Records from a collection

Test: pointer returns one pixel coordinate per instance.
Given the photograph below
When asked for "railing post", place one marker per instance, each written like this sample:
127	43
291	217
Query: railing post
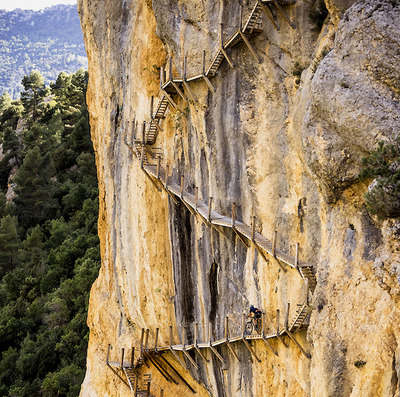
233	214
108	353
122	358
277	321
170	68
166	175
274	243
158	166
133	356
156	339
141	344
144	133
287	315
307	291
161	77
209	209
184	336
147	340
142	157
182	183
148	389
253	227
263	324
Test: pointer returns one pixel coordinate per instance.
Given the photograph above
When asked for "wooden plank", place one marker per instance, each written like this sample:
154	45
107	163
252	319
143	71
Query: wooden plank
287	315
151	179
269	14
290	335
250	47
206	79
177	357
227	339
190	358
170	100
196	346
251	350
158	367
179	91
178	374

Stated task
Turn the lines above into a JSON list of strings, one string for each line. Skip any blank lines and leave the pictures out.

Task output
[
  "Test: pointer returns one pixel coordinate per instance.",
  "Given the photograph below",
  "When asked for \"railing post\", place one marker per instance, each written like this sample:",
  "127\t43",
  "291\t217",
  "Query: railing post",
  "233\t214",
  "108\t353",
  "122\t358",
  "277\t321",
  "170\t68",
  "166\t175",
  "274\t243",
  "158\t166",
  "133\t356",
  "156\t339",
  "141\t344",
  "144\t133",
  "287\t315",
  "307\t291",
  "161\t77",
  "209\t209",
  "184\t336",
  "147\t340",
  "142\t157",
  "182\t183",
  "148\t389",
  "253\t227",
  "263\t324",
  "Test: pointer returns one pixel coordinate per instance.",
  "Given the photograph above",
  "When asked for \"wooden plank\", place one marker per instance, each written like this sample:",
  "154\t45",
  "107\t163",
  "252\t319",
  "143\t71",
  "Query: wooden plank",
  "287\t315",
  "151\t179",
  "269\t14",
  "290\t335",
  "250\t47",
  "206\t79",
  "177\t357",
  "227\t339",
  "190\t358",
  "170\t100",
  "196\t346",
  "251\t350",
  "158\t367",
  "179\t91",
  "178\t374"
]